■ **Your assignment**
Every line of the material below should be retyped exactly.

■ **The data**
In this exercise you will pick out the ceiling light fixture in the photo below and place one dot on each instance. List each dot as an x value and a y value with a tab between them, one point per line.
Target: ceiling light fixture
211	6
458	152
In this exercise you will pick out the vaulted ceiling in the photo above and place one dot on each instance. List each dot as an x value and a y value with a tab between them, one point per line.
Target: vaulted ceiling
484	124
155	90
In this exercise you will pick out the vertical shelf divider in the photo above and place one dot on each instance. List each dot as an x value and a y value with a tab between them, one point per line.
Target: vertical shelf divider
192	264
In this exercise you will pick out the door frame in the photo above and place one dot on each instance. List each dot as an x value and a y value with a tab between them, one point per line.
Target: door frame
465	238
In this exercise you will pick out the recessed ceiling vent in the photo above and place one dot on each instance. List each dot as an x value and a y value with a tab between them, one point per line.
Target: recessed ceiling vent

■ **Solution for this problem**
In this exercise you will pick out the ceiling light fixture in the photo below and place one dot on each instance. List each dot as an x value and a y value with a tab between them, one point per line.
Target: ceiling light fixture
211	6
458	152
In this exercise you will pick out the vaulted ceiling in the photo above and place one dot on each instance. List each dot as an x value and a y value with a tab between them, one point per line.
Target: vaulted ceiling
484	124
155	90
In this exercise you will pick out the vertical shelf divider in the photo above and place one dot on each instance. List each dot as an x value and a y value with a tab between them, one point per line.
Target: vertical shelf divider
192	264
In this exercise you will pick out the door frame in the photo above and place one dot on each instance. List each dot as an x value and a y value with a tab between them, one point per line.
Target: door frame
465	238
In this exercise you will pick out the recessed ceiling vent in the photo above and place one dot on each instance. List each dot as an x value and a y value with a tab between them, one point per line.
Target: recessed ceiling vent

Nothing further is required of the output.